| TEXT SHOWN |
= = = = = = =
Other surfaces considered in physics are wavefronts. One of these, discovered by Fresnel, is called wave surface by mathematicians.

The surface of the reflector of a telescope is a paraboloid of revolution.

Other occurrences:
- Soap bubbles, which are physical examples of minimal surfaces
- Equipotential surface in, e.g., gravity fields
- Earth's surface
- Surface science, the study of physical and chemical phenomena that occur at the interface of two phases
- Surface metrology
- Surface wave, a mechanical wave
- Atmospheric boundaries (tropopause, edge of space, plasmapause, etc.)

==In computer graphics==
In computer graphics, a surface is a mathematical representation of a 3D object or shape. Surfaces are used to model and render the outer layer of an object, giving it form, texture, and color in a virtual space. A surface is essentially a collection of points in 3D space that are mathematically defined and visualized to form the shape of an object. Surfaces are crucial for creating realistic 3D models, as they define the "skin" or "outer boundary" of an object.

Surfaces can be categorized based on how they are defined or represented:
- Polygonal surfaces are made up of polygons, which are typically triangles or quadrilaterals. They are approximate and sometimes visibly faceted. They are common in games and other real-time rendering because they are computationally efficient.
- Parametric surfaces are defined using equations that depend on parameters. They include Bézier surfaces and NURBS. They are smooth and exact. They are used in CAD and animation.
- Implicit surfaces are the solution sets of equations of the form $f(x, y, z) = 0$. They capture some complex shapes well.
Surfaces in computer graphics have several important attributes that define their behavior and appearance. Geometry is a key attribute that determines the shape, size, and position of the surface in 3D space, forming the foundational structure of the model. Material properties, such as texture, color, shininess, and transparency, influence how the surface interacts with light and contribute to its visual appeal. Additionally, normals, which are perpendicular vectors to the surface at each point, are essential for accurate lighting and shading calculations, ensuring that the surface responds realistically to light sources. Surfaces in computer graphics have a wide range of applications. They are extensively used in modeling objects, such as designing characters, cars, and buildings, where the surface defines the shape and structure of the model. In rendering, surfaces play a critical role in determining how objects appear in a scene by influencing their shading, reflections, and textures, which contribute to the overall realism. Additionally, surfaces are vital in simulations, where they help replicate physical properties such as the movement of water waves or the dynamics of fabrics, enhancing the accuracy of visual and interactive experiences.

One of the main challenges in computer graphics is creating realistic simulations of surfaces. In technical applications of 3D computer graphics (CAx) such as computer-aided design and computer-aided manufacturing, surfaces are one way of representing objects. The other ways are wireframe (lines and curves) and solids. Point clouds are also sometimes used as temporary ways to represent an object, with the goal of using the points to create one or more of the three permanent representations.

One technique used for enhancing surface realism in computer graphics is the use of physically-based rendering (PBR) algorithms which simulate the interaction of light with surfaces based on their physical properties, such as reflectance, roughness, and transparency. By incorporating mathematical models and algorithms, PBR can generate highly realistic renderings that resemble the behavior of real-world materials. PBR has found practical applications beyond entertainment, extending its impact to architectural design, product prototyping, and scientific simulations.
= = = = = = =
| BRIEF 1 |
Return the passage from the text on surfaces between "One of the main" and "three permanent representations.", inclusive, copied word for word.
| BRIEF 2 |
Answer these questions from the text on surfaces:
(a) What shape is the surface of the reflector of a telescope?
(b) What polygons typically make up polygonal surfaces?
(c) In CAx, what are the other ways of representing objects besides surfaces?

Data excerpts
= = = = = = =
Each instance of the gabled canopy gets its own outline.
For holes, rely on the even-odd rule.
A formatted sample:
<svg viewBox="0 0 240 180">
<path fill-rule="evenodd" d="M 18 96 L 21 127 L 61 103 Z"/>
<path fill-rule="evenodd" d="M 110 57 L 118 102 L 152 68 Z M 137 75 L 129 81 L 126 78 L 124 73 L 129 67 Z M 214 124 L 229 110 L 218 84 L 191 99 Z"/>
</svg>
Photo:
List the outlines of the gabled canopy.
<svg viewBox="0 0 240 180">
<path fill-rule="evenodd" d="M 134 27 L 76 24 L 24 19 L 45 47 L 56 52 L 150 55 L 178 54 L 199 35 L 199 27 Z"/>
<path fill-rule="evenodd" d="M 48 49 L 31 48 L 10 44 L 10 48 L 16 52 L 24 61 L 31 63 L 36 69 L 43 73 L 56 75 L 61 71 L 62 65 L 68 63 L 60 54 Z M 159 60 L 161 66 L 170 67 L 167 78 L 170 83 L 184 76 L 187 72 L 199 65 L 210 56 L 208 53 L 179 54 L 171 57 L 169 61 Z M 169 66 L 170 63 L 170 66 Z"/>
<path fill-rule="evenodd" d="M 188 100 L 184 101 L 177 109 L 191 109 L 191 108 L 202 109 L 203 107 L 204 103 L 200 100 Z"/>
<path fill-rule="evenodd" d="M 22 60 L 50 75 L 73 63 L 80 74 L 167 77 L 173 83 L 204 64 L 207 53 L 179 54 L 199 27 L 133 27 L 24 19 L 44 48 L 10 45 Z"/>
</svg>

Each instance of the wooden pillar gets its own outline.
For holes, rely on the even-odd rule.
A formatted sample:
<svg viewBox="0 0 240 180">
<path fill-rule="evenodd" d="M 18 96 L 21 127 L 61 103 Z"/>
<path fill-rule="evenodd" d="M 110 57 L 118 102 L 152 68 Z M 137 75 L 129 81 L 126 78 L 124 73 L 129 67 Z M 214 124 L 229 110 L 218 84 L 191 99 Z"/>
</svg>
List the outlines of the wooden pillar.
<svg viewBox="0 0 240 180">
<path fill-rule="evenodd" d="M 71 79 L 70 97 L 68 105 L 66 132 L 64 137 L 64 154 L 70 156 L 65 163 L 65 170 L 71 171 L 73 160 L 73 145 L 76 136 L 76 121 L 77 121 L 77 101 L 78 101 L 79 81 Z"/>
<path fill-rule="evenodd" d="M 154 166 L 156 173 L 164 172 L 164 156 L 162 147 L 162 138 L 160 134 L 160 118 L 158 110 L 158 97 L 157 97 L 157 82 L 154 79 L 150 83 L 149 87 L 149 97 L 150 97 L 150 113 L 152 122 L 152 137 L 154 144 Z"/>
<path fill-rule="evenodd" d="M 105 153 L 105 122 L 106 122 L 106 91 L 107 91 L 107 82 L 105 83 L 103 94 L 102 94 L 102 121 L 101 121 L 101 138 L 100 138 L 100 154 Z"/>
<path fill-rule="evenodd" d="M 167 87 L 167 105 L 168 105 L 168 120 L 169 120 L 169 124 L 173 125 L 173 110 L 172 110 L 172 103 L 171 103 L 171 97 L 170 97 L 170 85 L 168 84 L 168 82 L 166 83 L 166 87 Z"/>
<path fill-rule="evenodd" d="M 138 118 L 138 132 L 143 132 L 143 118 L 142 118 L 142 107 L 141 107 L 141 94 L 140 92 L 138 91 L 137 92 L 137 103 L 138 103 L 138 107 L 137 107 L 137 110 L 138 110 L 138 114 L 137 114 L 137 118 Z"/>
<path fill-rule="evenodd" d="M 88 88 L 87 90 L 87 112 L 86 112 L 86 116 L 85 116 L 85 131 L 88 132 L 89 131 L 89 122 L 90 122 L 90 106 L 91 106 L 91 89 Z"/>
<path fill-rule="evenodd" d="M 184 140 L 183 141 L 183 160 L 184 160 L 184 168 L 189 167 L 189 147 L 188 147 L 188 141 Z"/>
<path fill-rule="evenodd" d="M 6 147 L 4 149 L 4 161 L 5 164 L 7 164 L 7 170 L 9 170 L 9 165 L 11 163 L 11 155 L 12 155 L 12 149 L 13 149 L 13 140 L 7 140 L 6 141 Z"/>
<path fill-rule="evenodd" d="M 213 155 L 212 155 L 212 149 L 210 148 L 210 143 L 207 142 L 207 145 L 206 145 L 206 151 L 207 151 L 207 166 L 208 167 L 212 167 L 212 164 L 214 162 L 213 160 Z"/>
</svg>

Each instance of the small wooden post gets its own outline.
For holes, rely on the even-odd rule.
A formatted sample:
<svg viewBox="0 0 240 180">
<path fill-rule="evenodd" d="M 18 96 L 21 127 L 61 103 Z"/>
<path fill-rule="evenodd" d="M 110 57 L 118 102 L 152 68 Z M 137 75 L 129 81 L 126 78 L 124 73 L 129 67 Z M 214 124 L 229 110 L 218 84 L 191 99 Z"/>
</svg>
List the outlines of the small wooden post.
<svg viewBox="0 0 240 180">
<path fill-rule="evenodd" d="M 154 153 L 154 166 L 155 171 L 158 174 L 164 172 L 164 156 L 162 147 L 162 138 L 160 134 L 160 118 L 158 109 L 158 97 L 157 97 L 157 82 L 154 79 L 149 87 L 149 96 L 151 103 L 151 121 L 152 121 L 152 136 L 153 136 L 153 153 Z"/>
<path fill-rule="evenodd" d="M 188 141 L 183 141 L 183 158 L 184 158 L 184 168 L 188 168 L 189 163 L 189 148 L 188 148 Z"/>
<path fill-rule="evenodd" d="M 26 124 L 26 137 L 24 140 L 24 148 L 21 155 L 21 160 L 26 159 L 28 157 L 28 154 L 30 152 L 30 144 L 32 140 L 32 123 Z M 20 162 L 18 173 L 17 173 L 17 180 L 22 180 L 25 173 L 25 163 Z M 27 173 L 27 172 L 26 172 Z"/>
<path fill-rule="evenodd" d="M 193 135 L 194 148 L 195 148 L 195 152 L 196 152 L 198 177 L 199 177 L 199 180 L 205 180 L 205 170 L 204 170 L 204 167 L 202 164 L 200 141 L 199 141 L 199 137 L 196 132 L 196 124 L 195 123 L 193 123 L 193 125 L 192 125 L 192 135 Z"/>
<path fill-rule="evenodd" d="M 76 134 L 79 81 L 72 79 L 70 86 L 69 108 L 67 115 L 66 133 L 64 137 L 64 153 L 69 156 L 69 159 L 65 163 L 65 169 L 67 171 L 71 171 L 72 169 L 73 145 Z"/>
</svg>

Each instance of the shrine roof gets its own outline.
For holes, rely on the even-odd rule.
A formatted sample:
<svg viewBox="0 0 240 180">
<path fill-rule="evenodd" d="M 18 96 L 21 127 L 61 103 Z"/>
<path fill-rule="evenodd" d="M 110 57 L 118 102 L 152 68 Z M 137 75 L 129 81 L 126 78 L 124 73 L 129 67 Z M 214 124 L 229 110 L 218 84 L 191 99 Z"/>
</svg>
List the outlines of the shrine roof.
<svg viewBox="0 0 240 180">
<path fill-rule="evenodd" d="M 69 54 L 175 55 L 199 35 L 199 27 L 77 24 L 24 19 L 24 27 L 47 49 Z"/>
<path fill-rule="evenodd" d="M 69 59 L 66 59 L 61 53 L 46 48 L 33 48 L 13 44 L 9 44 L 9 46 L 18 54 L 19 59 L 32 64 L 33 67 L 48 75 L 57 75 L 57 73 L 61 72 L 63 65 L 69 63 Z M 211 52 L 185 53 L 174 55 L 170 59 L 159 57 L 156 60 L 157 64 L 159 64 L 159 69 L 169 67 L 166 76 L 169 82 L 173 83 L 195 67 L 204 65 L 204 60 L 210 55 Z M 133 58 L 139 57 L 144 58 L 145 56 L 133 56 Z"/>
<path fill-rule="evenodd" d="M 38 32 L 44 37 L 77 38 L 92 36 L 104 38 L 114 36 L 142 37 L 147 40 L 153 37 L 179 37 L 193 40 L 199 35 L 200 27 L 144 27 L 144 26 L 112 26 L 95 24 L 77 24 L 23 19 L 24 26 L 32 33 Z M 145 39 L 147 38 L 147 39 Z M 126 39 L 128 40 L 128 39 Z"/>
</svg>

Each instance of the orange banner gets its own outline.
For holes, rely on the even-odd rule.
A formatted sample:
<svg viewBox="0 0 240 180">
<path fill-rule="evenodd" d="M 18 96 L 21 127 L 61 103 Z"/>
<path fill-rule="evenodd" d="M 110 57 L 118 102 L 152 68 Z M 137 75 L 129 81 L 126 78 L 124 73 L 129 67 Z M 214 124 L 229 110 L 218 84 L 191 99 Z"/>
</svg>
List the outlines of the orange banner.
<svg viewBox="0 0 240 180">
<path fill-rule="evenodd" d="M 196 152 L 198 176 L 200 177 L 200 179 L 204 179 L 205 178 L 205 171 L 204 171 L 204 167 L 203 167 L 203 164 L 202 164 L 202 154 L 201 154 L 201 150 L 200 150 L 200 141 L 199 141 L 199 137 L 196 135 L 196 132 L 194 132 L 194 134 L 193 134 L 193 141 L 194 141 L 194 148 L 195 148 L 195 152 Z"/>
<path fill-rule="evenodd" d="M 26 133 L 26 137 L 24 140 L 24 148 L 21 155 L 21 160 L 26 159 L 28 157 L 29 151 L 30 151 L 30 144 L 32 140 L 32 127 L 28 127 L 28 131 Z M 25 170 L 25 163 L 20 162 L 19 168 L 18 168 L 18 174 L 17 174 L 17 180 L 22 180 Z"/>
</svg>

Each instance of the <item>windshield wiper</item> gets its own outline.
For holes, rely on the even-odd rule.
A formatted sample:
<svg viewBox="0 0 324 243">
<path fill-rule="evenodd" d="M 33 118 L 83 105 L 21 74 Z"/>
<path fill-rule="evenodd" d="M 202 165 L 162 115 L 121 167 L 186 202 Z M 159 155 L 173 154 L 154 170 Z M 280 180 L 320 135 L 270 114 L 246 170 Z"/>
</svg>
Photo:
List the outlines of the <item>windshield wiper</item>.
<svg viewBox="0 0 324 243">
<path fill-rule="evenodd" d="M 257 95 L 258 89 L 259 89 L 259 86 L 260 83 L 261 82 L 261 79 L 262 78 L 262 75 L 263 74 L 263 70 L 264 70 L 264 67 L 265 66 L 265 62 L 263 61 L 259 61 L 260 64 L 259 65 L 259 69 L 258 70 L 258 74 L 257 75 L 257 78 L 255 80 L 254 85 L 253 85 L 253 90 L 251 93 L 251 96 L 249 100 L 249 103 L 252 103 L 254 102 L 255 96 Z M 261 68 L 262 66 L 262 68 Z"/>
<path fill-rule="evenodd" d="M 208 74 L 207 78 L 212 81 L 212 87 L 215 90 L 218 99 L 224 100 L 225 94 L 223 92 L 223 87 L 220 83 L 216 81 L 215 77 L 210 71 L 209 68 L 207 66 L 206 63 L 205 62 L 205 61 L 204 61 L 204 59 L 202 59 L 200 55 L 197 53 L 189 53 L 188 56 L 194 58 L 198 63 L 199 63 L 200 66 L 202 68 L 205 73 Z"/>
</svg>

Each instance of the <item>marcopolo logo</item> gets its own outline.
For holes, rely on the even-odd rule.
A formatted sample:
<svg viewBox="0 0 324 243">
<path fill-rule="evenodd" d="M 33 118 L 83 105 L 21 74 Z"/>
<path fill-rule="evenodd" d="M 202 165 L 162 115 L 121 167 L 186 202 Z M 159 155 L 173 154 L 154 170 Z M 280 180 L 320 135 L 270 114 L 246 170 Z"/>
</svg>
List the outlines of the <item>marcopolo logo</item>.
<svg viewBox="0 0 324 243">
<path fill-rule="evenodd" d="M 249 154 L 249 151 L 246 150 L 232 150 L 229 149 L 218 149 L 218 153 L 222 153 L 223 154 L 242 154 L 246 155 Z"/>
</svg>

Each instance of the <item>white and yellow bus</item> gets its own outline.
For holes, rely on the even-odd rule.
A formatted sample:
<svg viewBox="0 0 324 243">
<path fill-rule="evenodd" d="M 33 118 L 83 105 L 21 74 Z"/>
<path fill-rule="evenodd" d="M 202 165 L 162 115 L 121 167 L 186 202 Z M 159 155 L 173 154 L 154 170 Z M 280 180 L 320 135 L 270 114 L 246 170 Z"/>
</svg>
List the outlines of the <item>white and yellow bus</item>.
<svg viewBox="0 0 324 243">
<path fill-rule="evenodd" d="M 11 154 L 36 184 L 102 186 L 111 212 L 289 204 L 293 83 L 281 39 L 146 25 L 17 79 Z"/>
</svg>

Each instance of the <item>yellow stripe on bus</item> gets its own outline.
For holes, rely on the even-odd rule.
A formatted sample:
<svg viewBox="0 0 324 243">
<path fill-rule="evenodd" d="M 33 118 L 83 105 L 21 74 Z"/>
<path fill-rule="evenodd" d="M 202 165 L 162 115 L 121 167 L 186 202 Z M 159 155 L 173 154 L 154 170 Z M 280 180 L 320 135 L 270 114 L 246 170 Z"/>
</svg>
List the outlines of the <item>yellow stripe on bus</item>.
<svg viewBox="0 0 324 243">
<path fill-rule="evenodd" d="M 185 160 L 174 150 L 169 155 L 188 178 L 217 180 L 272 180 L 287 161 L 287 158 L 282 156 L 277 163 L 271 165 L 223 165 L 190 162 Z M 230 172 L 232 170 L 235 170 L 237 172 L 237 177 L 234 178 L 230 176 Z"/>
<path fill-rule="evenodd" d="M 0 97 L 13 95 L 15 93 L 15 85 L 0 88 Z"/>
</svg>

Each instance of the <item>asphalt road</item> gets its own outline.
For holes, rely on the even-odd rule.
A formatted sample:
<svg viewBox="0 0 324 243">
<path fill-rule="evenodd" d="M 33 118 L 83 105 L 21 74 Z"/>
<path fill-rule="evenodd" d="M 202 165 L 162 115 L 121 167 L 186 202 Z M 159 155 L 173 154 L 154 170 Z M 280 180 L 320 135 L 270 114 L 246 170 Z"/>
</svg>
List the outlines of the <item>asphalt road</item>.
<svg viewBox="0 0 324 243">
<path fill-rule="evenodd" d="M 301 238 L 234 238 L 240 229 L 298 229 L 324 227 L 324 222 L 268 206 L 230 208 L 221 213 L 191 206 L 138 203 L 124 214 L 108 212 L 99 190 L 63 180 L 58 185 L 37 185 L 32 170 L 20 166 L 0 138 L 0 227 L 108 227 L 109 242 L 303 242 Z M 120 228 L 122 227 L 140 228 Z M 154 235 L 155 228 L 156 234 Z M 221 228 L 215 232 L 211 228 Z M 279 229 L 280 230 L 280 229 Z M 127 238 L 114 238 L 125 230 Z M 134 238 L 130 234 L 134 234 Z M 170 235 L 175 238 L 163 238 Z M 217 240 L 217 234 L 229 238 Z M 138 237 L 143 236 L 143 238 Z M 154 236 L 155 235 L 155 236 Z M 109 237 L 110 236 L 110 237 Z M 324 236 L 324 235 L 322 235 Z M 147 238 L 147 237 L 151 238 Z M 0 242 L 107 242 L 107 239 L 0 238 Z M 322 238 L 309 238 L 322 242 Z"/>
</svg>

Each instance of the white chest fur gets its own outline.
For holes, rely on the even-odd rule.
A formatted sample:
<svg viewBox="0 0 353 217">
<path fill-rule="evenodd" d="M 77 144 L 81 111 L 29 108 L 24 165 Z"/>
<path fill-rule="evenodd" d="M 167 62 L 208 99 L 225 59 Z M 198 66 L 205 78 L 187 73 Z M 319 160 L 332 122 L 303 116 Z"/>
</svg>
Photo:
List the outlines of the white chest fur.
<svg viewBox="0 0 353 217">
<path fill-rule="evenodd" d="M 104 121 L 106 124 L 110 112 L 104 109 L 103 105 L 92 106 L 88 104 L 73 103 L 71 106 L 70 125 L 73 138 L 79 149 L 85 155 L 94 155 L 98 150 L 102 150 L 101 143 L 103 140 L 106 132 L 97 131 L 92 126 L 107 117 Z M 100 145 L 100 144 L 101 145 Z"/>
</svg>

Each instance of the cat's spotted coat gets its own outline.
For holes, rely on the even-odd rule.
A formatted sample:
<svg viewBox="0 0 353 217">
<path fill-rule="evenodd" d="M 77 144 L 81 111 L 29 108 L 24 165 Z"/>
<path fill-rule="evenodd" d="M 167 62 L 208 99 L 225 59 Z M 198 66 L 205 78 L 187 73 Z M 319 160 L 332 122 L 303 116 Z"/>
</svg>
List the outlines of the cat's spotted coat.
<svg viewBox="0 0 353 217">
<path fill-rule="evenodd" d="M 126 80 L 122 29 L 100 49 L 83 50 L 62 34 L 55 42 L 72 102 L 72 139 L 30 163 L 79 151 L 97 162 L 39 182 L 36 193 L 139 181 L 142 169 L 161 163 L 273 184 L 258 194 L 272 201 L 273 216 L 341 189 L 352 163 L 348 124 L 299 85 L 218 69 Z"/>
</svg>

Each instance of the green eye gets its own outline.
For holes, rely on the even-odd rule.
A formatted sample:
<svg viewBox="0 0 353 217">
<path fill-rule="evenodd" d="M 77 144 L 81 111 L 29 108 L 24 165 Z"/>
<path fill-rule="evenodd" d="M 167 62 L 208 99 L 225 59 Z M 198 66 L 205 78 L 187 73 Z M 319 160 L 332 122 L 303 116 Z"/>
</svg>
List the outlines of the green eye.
= = = = = = =
| ANSWER AREA 1 |
One of the main challenges in computer graphics is creating realistic simulations of surfaces. In technical applications of 3D computer graphics (CAx) such as computer-aided design and computer-aided manufacturing, surfaces are one way of representing objects. The other ways are wireframe (lines and curves) and solids. Point clouds are also sometimes used as temporary ways to represent an object, with the goal of using the points to create one or more of the three permanent representations.

| ANSWER AREA 2 |
(a) A paraboloid of revolution.
(b) Triangles or quadrilaterals.
(c) Wireframe (lines and curves) and solids.